- [EXERCISE OBJECTIVE]:
Retype the lines from the one containing "Presence check — is any patch" to the one containing "left=34, top=196, right=52, bottom=212", with both of those lines included.

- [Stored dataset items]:
[Begin]

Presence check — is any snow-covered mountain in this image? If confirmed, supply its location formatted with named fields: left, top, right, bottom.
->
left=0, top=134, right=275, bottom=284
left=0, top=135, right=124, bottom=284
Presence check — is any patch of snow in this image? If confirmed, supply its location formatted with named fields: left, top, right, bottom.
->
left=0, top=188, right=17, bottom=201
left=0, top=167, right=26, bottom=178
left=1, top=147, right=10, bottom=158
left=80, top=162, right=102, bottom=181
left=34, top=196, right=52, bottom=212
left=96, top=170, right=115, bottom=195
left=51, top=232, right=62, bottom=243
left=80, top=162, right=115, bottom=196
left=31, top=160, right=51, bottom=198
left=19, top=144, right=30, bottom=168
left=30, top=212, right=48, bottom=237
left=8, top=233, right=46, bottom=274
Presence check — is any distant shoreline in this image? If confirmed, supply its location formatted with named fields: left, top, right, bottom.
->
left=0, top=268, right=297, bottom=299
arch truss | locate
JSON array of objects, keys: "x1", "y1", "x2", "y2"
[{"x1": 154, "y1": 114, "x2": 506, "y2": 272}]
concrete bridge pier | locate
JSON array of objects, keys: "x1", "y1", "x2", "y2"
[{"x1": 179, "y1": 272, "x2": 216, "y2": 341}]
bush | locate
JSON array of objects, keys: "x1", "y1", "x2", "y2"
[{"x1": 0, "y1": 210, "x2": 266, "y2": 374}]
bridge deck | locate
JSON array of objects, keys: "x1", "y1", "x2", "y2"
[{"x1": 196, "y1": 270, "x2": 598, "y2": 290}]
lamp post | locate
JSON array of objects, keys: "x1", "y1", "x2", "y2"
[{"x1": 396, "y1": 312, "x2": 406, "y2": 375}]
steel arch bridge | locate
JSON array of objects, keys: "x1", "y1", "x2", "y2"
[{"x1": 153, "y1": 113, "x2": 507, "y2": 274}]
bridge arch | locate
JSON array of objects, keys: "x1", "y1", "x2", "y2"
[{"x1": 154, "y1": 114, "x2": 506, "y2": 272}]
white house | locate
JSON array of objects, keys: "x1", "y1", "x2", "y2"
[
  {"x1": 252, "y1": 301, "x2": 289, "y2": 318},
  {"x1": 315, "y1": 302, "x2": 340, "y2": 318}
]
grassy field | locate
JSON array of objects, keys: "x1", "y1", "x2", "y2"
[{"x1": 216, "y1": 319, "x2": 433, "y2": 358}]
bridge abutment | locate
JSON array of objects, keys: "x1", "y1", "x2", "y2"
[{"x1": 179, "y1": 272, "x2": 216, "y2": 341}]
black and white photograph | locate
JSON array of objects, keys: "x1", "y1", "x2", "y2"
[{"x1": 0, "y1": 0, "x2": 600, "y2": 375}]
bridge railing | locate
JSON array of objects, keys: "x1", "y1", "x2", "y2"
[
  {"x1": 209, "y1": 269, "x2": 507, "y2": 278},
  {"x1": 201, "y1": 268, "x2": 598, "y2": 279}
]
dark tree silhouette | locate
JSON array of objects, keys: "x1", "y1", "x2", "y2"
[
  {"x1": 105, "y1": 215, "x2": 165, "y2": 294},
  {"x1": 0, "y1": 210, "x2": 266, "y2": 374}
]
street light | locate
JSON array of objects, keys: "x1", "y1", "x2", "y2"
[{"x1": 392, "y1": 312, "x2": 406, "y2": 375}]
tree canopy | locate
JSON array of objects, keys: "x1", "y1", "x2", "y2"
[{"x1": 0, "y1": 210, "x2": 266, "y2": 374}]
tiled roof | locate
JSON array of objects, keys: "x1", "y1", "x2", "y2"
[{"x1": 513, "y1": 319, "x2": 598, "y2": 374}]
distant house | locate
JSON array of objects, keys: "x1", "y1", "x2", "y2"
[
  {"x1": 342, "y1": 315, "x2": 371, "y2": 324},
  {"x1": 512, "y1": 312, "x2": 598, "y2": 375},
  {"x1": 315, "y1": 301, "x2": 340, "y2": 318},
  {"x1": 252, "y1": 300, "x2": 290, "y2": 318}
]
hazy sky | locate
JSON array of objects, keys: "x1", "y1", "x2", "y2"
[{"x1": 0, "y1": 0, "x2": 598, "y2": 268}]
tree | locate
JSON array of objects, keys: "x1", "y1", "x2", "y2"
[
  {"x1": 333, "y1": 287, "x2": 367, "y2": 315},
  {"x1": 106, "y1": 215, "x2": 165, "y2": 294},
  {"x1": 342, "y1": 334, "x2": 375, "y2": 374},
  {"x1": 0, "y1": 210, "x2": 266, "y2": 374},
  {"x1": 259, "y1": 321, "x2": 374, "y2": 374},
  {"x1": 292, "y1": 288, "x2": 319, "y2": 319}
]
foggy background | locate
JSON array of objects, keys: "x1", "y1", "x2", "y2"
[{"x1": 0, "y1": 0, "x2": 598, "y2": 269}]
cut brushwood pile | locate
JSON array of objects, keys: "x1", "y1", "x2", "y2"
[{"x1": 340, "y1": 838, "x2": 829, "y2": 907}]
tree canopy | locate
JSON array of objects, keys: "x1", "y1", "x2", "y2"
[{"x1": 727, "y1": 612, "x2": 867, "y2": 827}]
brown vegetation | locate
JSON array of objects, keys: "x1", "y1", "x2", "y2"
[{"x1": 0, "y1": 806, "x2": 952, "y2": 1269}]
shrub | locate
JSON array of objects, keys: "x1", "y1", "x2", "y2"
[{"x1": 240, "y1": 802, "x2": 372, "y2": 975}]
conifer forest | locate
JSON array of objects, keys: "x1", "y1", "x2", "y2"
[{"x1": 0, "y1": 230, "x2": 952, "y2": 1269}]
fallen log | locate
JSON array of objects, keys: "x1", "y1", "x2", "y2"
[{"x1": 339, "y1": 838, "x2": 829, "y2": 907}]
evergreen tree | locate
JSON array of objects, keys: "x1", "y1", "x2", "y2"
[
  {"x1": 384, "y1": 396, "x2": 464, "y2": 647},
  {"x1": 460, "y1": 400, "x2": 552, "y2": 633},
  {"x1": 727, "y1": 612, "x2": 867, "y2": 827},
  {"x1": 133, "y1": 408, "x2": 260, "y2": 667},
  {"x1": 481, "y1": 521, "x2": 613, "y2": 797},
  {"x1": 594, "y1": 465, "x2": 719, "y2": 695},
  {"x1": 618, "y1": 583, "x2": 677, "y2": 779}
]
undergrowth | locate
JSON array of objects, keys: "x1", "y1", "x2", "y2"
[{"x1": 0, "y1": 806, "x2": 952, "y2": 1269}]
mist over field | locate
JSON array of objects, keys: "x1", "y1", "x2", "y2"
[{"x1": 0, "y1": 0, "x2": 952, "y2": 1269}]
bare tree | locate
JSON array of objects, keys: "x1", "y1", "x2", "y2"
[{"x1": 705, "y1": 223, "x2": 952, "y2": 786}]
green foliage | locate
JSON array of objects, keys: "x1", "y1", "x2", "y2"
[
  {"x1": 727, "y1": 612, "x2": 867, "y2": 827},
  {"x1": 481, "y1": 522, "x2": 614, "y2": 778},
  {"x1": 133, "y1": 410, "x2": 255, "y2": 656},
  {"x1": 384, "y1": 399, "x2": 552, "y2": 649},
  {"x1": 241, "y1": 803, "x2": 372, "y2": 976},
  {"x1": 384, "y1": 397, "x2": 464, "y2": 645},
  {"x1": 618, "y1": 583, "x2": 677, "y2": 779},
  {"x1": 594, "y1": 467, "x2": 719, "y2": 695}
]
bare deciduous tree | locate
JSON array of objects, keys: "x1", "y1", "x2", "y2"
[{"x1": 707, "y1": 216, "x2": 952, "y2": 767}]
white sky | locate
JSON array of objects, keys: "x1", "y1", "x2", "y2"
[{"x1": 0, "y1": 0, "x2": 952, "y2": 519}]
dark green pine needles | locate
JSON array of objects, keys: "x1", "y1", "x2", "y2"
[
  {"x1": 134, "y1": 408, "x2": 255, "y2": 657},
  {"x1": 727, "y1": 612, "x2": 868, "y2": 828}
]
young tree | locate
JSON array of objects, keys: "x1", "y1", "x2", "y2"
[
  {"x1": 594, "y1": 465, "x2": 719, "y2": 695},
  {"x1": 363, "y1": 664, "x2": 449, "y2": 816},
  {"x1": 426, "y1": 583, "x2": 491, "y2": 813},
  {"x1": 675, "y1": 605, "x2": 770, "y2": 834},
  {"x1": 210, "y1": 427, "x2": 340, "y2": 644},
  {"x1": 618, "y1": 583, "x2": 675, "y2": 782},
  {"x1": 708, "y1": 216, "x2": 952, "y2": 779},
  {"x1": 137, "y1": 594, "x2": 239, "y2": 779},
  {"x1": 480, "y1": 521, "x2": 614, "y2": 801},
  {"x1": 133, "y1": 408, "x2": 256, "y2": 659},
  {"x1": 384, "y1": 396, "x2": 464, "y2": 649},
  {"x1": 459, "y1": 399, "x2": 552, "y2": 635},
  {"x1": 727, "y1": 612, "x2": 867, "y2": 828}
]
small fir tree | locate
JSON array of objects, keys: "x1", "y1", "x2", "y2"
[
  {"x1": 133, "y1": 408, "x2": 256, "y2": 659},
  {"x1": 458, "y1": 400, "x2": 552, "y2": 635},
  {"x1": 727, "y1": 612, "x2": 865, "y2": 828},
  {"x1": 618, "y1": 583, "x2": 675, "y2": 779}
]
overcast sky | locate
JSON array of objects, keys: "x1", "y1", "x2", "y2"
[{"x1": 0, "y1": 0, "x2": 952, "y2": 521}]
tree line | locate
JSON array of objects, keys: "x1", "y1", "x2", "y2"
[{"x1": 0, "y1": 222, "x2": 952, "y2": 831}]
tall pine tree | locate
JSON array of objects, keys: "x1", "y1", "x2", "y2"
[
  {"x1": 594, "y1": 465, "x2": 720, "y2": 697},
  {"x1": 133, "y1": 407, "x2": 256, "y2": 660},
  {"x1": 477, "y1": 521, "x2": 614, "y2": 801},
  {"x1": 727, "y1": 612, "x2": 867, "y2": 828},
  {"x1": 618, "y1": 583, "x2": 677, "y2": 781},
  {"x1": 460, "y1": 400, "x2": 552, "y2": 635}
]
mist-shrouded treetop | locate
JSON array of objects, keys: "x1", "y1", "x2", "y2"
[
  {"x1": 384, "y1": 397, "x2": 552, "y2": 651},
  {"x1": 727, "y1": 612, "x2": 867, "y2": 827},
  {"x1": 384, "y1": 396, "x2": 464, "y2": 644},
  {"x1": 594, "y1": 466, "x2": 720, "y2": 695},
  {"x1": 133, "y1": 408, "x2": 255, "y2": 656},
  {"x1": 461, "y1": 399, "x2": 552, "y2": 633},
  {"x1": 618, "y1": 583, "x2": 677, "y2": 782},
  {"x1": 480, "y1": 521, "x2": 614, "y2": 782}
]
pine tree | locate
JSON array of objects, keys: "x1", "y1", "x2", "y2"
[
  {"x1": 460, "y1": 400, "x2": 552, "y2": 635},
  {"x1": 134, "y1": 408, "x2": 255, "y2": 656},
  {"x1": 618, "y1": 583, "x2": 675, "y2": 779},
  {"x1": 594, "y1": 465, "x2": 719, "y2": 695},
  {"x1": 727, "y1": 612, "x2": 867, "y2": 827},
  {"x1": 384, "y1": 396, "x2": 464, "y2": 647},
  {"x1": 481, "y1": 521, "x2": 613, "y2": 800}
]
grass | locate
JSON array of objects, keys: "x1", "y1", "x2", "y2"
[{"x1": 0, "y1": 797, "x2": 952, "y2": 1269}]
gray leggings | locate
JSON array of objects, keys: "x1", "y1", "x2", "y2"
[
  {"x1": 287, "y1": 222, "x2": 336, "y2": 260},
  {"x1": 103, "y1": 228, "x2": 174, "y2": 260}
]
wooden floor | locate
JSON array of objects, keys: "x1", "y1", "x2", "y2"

[End]

- [OUTPUT OF THE TASK]:
Presence check — is any patch of snow in this image? If confirmed, supply its location formatted with named fields: left, top, right, bottom.
->
left=0, top=188, right=17, bottom=201
left=0, top=167, right=26, bottom=178
left=1, top=147, right=10, bottom=158
left=80, top=162, right=102, bottom=181
left=34, top=196, right=52, bottom=212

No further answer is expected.